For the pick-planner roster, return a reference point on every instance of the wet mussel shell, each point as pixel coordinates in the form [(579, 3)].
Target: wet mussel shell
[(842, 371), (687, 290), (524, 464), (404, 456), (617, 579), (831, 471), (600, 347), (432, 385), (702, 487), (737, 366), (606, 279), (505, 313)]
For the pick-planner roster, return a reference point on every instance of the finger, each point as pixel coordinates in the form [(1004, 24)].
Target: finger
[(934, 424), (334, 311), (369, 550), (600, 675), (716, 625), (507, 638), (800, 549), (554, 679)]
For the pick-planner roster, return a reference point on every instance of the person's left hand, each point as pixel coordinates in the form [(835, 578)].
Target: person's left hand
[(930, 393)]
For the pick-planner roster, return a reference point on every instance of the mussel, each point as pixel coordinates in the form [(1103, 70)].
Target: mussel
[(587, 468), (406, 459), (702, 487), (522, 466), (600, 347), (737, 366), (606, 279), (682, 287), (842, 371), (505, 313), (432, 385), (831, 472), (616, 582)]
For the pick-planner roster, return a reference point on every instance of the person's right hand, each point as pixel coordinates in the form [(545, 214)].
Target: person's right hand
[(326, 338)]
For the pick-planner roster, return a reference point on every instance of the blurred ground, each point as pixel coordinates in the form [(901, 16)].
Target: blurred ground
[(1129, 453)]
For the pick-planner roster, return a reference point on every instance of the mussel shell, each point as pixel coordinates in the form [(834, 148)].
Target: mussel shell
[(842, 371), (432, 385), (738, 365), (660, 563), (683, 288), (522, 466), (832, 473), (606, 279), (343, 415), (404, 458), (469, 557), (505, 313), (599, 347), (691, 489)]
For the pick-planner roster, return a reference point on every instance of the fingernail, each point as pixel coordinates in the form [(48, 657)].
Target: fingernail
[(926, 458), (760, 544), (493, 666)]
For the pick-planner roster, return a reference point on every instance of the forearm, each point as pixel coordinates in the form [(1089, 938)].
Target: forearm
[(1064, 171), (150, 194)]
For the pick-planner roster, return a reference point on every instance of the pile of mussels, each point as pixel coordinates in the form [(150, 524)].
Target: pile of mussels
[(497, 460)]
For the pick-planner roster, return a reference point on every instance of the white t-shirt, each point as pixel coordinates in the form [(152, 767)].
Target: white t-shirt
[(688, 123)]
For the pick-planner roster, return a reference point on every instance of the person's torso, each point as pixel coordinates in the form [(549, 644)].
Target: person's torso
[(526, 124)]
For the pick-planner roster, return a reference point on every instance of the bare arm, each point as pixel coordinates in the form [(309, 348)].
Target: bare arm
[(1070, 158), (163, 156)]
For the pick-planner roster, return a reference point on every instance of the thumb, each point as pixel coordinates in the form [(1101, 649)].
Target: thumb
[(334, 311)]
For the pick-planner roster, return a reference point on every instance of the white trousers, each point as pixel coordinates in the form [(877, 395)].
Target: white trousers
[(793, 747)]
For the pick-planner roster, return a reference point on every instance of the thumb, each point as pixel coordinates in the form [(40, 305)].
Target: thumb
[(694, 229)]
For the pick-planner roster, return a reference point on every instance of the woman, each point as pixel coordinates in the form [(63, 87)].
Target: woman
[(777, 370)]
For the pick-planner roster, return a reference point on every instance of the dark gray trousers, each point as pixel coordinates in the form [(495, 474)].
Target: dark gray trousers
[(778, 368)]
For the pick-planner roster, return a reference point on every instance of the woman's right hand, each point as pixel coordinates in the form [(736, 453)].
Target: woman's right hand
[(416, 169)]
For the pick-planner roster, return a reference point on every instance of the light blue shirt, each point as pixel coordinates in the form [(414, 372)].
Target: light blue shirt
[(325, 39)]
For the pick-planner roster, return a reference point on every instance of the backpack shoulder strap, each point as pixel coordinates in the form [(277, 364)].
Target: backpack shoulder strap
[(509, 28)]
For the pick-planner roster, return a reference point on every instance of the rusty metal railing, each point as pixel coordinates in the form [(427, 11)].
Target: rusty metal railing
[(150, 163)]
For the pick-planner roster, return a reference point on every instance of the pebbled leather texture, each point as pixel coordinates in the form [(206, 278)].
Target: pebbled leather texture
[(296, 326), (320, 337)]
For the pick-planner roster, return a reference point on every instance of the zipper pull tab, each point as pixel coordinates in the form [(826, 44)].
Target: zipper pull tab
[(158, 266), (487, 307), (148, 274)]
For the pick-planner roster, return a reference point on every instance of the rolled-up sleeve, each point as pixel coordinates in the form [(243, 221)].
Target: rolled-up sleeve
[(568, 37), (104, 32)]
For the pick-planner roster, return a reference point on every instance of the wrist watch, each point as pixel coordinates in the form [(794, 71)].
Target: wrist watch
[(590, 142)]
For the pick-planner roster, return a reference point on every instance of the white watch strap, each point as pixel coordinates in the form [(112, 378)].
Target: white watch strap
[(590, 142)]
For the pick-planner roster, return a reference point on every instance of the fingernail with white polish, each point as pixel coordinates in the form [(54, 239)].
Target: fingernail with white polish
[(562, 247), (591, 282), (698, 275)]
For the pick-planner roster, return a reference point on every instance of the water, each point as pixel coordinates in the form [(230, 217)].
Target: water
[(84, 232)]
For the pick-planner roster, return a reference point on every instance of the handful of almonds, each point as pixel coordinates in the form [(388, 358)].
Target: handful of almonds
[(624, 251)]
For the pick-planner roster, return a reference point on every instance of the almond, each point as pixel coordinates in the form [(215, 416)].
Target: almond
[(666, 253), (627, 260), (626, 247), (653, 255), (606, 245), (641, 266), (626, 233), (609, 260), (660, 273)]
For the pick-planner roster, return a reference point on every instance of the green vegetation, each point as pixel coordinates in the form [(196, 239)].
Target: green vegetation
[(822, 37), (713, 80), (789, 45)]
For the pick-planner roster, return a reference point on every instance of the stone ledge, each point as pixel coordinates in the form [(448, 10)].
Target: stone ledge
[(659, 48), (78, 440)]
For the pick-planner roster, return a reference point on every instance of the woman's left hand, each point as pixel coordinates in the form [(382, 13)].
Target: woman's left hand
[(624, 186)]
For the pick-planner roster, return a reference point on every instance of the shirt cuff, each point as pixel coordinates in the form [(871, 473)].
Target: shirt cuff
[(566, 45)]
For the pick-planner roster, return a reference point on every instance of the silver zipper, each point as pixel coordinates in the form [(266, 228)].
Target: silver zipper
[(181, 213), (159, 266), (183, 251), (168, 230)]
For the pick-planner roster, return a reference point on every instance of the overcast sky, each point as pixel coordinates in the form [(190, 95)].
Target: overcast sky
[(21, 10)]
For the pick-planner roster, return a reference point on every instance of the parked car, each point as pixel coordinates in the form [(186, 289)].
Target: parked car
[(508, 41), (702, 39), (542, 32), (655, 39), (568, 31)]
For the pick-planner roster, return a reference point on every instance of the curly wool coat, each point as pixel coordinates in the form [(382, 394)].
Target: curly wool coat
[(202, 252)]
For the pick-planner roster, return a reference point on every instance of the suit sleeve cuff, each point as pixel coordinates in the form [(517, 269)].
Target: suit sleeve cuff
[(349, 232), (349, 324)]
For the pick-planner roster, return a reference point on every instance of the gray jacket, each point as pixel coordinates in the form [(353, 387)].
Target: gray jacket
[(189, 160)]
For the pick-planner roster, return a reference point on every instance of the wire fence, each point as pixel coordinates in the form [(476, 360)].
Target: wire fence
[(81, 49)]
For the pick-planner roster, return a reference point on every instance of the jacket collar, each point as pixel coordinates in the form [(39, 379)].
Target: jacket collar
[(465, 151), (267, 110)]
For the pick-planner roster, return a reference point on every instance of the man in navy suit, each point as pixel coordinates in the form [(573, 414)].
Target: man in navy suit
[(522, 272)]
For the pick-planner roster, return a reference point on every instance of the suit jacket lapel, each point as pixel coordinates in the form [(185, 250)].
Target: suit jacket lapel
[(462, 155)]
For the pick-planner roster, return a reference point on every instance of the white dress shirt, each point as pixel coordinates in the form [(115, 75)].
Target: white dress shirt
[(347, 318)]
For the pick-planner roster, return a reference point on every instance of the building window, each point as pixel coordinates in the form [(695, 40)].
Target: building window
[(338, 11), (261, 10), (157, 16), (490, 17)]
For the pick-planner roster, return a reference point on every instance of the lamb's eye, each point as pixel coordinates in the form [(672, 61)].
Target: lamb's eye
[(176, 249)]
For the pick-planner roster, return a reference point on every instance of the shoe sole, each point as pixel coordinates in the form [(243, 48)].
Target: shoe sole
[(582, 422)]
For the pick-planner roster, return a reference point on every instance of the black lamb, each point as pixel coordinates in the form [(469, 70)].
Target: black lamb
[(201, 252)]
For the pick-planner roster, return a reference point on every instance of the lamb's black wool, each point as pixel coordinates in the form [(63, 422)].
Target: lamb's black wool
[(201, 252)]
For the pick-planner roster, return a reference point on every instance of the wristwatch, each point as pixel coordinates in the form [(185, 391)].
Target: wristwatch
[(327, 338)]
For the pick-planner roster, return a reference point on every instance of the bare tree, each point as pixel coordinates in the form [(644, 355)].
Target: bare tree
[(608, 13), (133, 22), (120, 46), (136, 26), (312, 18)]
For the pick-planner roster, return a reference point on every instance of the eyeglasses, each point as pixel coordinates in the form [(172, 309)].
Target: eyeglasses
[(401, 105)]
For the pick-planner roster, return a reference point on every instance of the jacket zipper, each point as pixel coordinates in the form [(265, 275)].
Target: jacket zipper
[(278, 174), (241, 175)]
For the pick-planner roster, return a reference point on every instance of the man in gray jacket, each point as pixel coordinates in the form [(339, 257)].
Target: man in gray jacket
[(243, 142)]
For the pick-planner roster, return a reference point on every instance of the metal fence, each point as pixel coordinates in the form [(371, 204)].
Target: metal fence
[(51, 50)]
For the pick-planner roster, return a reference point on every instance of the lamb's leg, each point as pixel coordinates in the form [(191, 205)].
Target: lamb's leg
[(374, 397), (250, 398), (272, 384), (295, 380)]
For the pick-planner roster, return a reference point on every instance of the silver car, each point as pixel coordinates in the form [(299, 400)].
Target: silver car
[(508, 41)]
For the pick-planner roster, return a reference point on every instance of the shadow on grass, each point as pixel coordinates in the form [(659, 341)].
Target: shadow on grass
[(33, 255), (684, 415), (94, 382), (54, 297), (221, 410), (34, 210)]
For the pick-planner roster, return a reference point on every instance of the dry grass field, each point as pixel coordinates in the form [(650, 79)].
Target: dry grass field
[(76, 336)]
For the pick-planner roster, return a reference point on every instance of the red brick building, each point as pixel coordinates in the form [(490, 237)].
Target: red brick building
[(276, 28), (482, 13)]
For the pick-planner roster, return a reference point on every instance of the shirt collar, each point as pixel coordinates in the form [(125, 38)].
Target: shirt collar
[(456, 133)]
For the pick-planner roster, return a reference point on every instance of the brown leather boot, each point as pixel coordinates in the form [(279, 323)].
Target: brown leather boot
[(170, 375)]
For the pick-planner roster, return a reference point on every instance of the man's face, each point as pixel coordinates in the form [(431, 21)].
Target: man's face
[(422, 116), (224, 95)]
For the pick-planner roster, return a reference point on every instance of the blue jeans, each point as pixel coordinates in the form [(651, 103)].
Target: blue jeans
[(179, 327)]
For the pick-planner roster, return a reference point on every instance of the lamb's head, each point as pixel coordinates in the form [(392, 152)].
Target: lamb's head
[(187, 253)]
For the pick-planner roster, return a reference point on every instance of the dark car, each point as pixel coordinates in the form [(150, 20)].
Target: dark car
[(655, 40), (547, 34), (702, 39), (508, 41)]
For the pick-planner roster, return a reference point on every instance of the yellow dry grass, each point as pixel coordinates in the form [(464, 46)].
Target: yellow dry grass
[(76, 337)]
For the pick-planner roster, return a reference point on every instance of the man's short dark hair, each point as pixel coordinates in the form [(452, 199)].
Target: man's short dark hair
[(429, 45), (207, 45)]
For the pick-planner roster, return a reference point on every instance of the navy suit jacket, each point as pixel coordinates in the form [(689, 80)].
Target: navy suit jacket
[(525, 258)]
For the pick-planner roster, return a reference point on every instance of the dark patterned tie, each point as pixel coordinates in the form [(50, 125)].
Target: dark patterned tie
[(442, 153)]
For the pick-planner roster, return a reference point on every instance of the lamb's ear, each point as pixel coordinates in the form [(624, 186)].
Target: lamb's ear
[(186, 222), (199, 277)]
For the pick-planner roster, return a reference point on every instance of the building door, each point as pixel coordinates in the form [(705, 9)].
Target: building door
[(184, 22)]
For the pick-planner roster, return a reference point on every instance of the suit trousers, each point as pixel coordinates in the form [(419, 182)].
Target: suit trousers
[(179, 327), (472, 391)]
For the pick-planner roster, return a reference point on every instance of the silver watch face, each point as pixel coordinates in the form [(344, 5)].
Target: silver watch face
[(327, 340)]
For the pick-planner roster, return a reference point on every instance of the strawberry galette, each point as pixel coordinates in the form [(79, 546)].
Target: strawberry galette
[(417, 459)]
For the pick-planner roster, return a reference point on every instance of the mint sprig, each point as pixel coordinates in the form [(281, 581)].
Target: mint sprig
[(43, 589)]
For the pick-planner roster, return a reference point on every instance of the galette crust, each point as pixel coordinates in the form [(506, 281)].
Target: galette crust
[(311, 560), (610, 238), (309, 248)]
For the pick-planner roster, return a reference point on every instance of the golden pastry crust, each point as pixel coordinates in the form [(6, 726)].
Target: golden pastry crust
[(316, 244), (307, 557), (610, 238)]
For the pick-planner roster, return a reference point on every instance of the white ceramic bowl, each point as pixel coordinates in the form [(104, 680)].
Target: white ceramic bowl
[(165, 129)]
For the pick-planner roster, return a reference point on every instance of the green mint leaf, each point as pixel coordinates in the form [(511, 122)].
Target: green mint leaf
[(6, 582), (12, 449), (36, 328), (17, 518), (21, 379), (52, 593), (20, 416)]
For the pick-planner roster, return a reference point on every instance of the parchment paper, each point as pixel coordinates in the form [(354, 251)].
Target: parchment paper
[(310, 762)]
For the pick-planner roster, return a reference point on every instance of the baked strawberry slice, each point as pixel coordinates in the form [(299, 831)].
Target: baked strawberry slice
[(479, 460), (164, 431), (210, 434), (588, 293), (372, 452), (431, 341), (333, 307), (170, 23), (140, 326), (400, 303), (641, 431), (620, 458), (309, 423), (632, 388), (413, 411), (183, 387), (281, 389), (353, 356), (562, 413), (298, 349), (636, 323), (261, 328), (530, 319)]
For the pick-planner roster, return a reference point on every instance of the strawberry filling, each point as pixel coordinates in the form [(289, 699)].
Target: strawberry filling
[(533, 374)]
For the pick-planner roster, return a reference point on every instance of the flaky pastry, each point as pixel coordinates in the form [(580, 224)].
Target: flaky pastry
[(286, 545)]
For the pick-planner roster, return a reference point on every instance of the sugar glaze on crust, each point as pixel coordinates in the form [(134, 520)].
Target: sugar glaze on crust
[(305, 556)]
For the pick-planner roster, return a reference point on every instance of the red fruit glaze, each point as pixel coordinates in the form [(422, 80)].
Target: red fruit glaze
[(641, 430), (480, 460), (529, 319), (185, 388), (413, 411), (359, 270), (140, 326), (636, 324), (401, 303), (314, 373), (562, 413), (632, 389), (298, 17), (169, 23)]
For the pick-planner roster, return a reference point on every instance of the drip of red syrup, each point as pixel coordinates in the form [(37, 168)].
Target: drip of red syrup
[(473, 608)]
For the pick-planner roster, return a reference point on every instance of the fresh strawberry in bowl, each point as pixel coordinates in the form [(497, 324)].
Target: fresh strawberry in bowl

□ □ □ □ □ □ □

§ Task goal:
Quote, without alteration, the final stretch of the entries: the line with "form [(580, 224)]." onward to the last line.

§ Output of the task:
For the pick-planner roster, return a reference point on every instance of the flaky pastry, each point as pixel coordinates in the form [(580, 224)].
Target: flaky pastry
[(286, 545)]
For the pick-planner roster, return a reference point on every instance of the sugar glaze on crust, each point as pixel coordinates in the form [(134, 520)].
Target: sugar glaze on crust
[(305, 556)]
For the pick-planner roster, return a reference point on every instance of the red fruit glaze, each point as pixel coordinates in the form [(422, 80)].
Target: red fruit glaze
[(641, 430), (480, 460), (529, 319), (185, 388), (413, 411), (359, 270), (140, 326), (636, 324), (401, 303), (314, 373), (562, 413), (632, 389), (298, 17), (169, 23)]
For the pick-planner roster, return a reference point on every instance of the drip of red syrup, each point as pixel coordinates in the form [(37, 168)].
Target: drip of red syrup
[(473, 608)]
For the pick-planner roster, return a reference point on every instance of the fresh strawberry in bowl, each point as pixel coordinates in the form [(497, 324)].
Target: fresh strawberry in bowl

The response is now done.